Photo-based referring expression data
****************
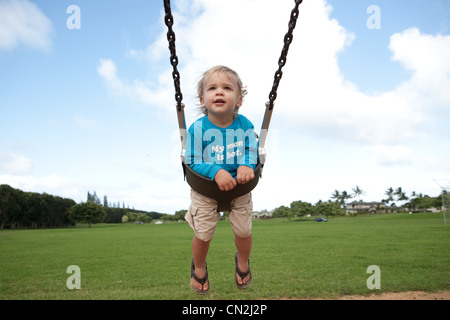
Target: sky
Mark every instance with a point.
(87, 99)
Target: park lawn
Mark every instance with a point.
(296, 258)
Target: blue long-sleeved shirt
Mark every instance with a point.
(210, 148)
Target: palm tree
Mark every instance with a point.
(341, 198)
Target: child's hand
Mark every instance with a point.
(245, 174)
(224, 180)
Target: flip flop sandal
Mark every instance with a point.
(243, 275)
(202, 281)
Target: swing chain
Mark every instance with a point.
(173, 54)
(283, 58)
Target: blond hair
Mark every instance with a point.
(242, 90)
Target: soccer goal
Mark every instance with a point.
(444, 184)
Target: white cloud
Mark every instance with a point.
(22, 22)
(136, 90)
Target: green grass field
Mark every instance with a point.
(290, 259)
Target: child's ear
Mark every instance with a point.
(239, 102)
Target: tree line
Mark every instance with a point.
(337, 204)
(21, 210)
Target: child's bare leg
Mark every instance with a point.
(199, 251)
(244, 247)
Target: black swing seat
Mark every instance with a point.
(210, 189)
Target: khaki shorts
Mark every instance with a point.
(202, 216)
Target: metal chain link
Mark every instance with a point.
(173, 54)
(283, 58)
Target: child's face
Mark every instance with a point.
(221, 95)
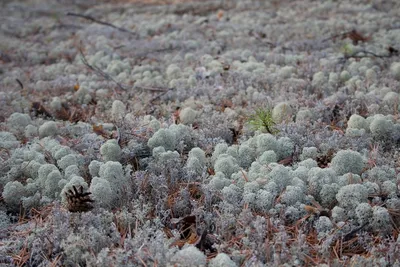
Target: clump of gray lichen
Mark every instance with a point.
(212, 133)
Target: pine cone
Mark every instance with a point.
(78, 201)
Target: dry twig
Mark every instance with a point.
(99, 71)
(99, 22)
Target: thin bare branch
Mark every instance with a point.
(99, 22)
(99, 71)
(152, 88)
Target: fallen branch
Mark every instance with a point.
(99, 22)
(99, 71)
(152, 88)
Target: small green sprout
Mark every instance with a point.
(262, 120)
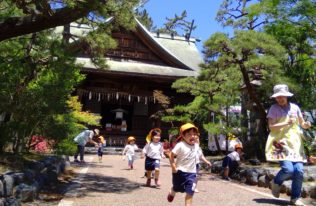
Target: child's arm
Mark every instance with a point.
(312, 159)
(172, 163)
(162, 152)
(205, 160)
(144, 151)
(124, 150)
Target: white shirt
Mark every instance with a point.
(130, 149)
(84, 137)
(234, 156)
(186, 157)
(153, 150)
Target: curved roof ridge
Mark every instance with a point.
(149, 34)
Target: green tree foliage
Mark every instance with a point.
(177, 24)
(38, 68)
(293, 24)
(229, 63)
(20, 17)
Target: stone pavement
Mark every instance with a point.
(110, 183)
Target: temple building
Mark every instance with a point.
(143, 64)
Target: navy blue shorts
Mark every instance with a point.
(100, 151)
(229, 163)
(184, 182)
(151, 164)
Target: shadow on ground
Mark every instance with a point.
(271, 201)
(91, 164)
(100, 183)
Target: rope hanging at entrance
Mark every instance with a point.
(110, 96)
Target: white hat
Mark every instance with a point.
(96, 131)
(281, 90)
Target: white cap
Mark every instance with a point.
(281, 90)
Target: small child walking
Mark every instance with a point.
(101, 145)
(154, 152)
(129, 151)
(184, 169)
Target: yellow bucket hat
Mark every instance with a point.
(150, 134)
(186, 127)
(130, 138)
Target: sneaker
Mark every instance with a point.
(157, 183)
(148, 182)
(297, 202)
(275, 189)
(170, 197)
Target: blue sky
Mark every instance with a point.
(202, 11)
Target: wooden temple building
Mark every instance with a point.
(123, 94)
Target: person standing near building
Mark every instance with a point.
(154, 152)
(81, 140)
(101, 145)
(129, 151)
(184, 168)
(231, 162)
(285, 143)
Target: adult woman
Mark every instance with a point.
(285, 142)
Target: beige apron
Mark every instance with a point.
(286, 144)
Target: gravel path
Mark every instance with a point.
(110, 183)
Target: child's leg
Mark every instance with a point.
(130, 160)
(226, 172)
(188, 200)
(157, 182)
(148, 175)
(171, 195)
(157, 172)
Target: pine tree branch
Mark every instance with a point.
(17, 26)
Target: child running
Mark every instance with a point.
(200, 157)
(154, 152)
(184, 169)
(231, 162)
(101, 145)
(129, 151)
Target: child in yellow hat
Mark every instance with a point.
(154, 152)
(129, 151)
(184, 168)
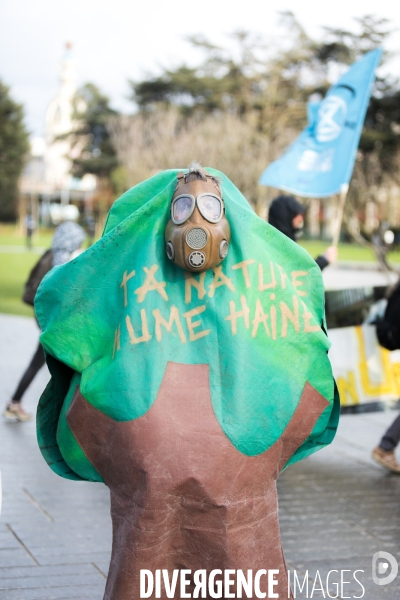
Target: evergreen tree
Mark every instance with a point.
(14, 146)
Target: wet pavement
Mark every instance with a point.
(337, 508)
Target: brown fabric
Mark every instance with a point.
(182, 496)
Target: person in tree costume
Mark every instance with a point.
(189, 366)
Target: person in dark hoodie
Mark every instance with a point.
(286, 215)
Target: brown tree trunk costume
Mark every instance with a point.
(182, 496)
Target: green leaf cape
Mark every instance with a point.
(113, 318)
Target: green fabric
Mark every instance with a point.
(258, 325)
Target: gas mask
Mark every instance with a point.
(198, 234)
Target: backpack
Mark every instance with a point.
(43, 266)
(388, 329)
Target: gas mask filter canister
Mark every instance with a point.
(198, 234)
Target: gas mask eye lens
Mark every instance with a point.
(210, 207)
(182, 208)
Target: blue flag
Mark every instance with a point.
(321, 160)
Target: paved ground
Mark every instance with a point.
(337, 508)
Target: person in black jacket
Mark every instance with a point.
(388, 334)
(67, 240)
(286, 215)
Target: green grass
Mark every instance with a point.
(10, 236)
(14, 271)
(351, 252)
(15, 266)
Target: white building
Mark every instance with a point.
(47, 173)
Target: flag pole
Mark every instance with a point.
(337, 226)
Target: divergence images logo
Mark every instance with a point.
(380, 565)
(332, 117)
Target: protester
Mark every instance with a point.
(68, 238)
(186, 392)
(30, 226)
(286, 215)
(388, 333)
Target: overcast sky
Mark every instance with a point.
(114, 40)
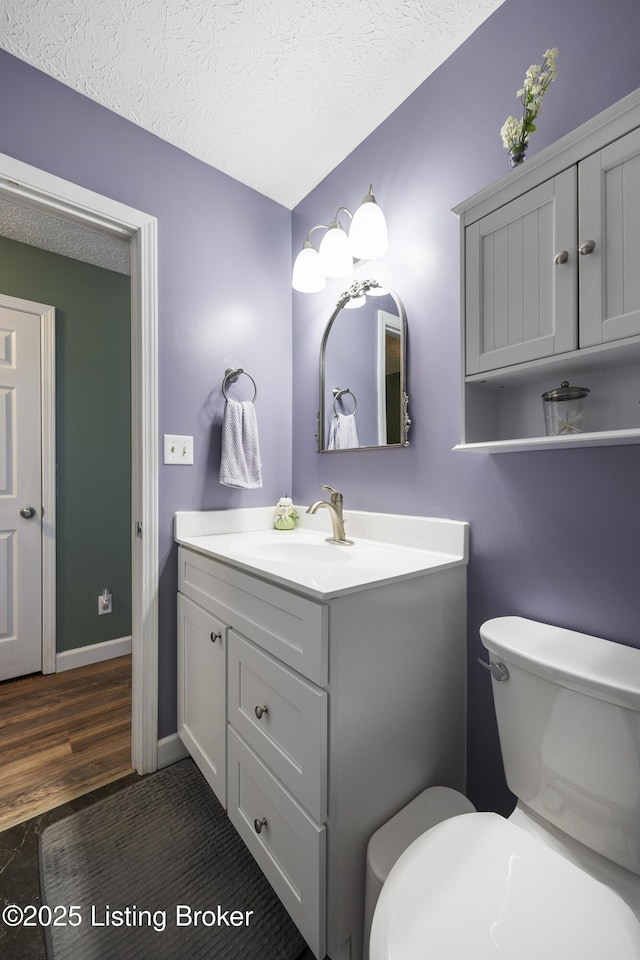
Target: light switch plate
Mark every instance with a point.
(178, 449)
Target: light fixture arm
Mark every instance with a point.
(338, 253)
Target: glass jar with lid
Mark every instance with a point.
(564, 409)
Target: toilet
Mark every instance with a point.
(560, 878)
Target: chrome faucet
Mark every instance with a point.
(335, 512)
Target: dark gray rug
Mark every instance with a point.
(138, 865)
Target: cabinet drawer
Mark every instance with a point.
(289, 847)
(290, 735)
(290, 627)
(202, 686)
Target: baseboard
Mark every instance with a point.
(170, 750)
(93, 653)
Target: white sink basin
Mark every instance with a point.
(303, 559)
(287, 549)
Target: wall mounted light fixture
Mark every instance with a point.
(367, 239)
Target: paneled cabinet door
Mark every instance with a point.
(520, 296)
(202, 692)
(609, 199)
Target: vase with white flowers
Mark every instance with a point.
(515, 133)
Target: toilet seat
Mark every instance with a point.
(479, 886)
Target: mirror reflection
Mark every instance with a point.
(363, 399)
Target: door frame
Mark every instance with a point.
(29, 186)
(47, 316)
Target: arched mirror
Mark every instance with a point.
(363, 389)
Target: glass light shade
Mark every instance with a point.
(335, 253)
(308, 276)
(368, 232)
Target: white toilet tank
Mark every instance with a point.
(569, 724)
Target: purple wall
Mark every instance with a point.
(554, 535)
(224, 295)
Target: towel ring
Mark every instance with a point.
(338, 394)
(231, 375)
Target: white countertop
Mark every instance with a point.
(395, 548)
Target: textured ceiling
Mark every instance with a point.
(275, 93)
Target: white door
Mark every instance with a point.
(610, 218)
(20, 493)
(520, 295)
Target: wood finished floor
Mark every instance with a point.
(61, 736)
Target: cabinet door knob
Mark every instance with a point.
(587, 247)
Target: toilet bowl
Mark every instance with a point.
(560, 878)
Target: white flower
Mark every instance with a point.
(515, 133)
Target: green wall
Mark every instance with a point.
(93, 442)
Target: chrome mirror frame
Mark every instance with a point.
(359, 289)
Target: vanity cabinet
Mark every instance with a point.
(202, 691)
(551, 289)
(338, 712)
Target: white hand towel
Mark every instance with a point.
(240, 463)
(343, 432)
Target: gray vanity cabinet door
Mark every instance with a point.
(609, 192)
(520, 304)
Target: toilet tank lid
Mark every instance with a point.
(591, 665)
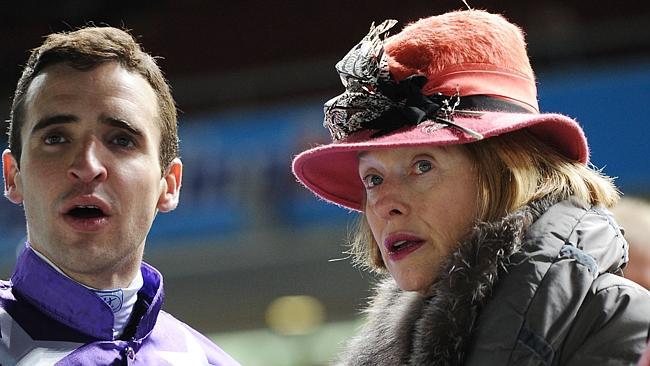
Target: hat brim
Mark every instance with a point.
(331, 171)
****************
**What to do**. Using the data above, reproduce exactly the lines from the line that contains "Target: blue flag" through the line that contains "Target: white building", including both.

**Reply**.
Target: blue flag
Mark every instance with a point.
(321, 160)
Target: paved ground
Mark every instance with a point.
(337, 508)
Target: person in black jacket
Mark every instance with a point.
(388, 334)
(67, 240)
(286, 215)
Target: green grass
Mark every instance with a point.
(10, 236)
(14, 271)
(351, 252)
(15, 266)
Target: white building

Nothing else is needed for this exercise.